Stored data entries:
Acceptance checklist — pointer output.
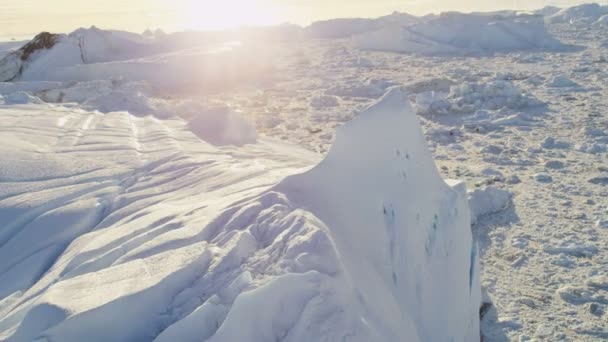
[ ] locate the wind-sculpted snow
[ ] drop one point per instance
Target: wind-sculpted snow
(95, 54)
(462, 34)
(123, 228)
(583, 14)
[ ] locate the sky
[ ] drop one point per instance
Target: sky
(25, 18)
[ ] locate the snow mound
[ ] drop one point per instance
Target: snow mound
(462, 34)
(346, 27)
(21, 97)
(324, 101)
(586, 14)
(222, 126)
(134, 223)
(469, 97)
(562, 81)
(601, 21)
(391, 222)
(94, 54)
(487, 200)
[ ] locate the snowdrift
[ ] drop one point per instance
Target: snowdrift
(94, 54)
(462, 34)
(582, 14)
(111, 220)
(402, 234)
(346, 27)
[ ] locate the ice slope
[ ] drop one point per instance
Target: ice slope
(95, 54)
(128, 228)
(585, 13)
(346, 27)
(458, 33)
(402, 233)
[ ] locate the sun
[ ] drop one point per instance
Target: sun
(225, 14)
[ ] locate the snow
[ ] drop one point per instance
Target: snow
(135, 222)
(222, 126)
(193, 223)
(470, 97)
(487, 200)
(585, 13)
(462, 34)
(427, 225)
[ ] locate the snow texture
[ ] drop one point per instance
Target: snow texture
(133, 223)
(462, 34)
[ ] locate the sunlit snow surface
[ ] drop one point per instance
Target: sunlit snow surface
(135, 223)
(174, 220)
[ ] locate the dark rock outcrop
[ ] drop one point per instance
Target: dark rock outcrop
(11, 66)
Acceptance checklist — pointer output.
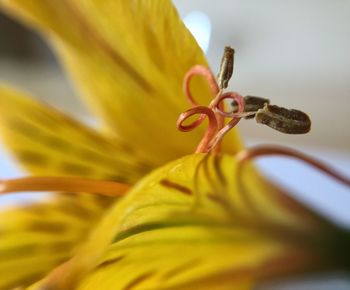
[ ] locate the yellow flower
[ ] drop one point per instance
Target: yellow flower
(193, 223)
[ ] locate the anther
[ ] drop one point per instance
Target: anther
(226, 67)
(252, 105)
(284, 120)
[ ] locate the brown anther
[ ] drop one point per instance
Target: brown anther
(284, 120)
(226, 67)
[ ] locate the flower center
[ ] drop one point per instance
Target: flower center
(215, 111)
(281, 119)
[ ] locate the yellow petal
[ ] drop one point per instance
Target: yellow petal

Written problem: List the items above as a numbered list, starting at the line holding "[ ] locate the sunlit snow surface" and running through the end of the items, both ends included. Skip blank lines and leave the pictures out.

Full answer:
1. [ ] locate the sunlit snow surface
2. [ ] drop one point per instance
3. Target: sunlit snow surface
4. (135, 223)
5. (174, 220)
6. [ ] locate the dark rock outcrop
7. [ ] drop one point per instance
8. Target: dark rock outcrop
9. (11, 66)
10. Acceptance checklist — pointer output.
11. [ ] locate the yellow flower
12. [ ] drop one point per instance
13. Target: yellow flower
14. (193, 223)
15. [ ] locate the anther
16. [ ] drop one point per instance
17. Target: anther
18. (226, 67)
19. (252, 105)
20. (284, 120)
21. [ ] locate the brown anther
22. [ ] drop one point per instance
23. Target: brown anther
24. (284, 120)
25. (226, 67)
26. [ ] locate the flower center
27. [ ] drop one point per instance
28. Target: flower center
29. (215, 111)
30. (281, 119)
31. [ ] locate the yellow petal
32. [ ] drop one point per instance
33. Target: yellow petal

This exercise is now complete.